SOURCE MATERIAL:
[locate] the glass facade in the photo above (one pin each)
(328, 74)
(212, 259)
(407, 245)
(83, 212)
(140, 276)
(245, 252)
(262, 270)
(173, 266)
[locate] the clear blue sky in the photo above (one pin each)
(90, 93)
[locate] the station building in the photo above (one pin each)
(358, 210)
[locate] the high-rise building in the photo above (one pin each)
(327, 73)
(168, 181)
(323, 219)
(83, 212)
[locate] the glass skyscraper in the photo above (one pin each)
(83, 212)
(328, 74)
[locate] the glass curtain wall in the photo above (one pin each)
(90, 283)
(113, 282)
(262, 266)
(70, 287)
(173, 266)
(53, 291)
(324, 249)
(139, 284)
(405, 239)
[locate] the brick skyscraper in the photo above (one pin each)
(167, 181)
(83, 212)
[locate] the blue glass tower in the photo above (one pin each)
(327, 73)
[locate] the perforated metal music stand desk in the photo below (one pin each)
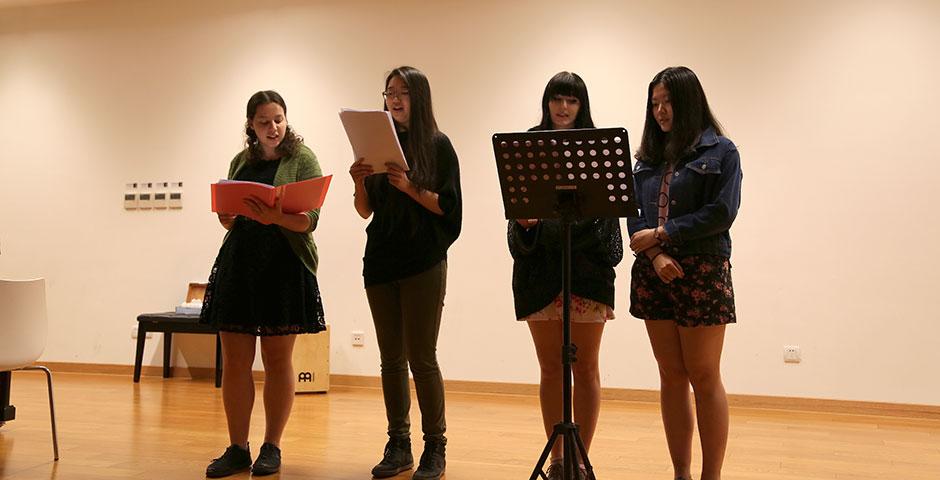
(568, 175)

WORK TO BE COMPLETED:
The listing above must be printed again exactly, minus its pictures.

EXERCISE ANSWER:
[locate] the glass facade in the photo above (one pin each)
(328, 74)
(212, 259)
(407, 245)
(83, 212)
(140, 276)
(245, 252)
(262, 270)
(173, 266)
[locate] the clear blue sky in the photo above (one pin each)
(90, 93)
[locate] the station building in the photo above (one pin each)
(358, 210)
[locate] the high-rise building in the photo above (one pin each)
(327, 73)
(168, 181)
(323, 219)
(83, 212)
[locate] the glass skyscraper in the photo above (one pin each)
(83, 212)
(328, 74)
[locate] the glass curtain wall in the photo above (one pin each)
(90, 283)
(113, 282)
(262, 266)
(70, 287)
(173, 266)
(53, 291)
(324, 249)
(139, 284)
(405, 239)
[locate] the brick skyscraper in the photo above (one pin each)
(167, 181)
(83, 212)
[locate] the blue glass tower in the photo above (one pin each)
(327, 73)
[locate] the perforated metal music stand desk in the photo below (one pin each)
(568, 175)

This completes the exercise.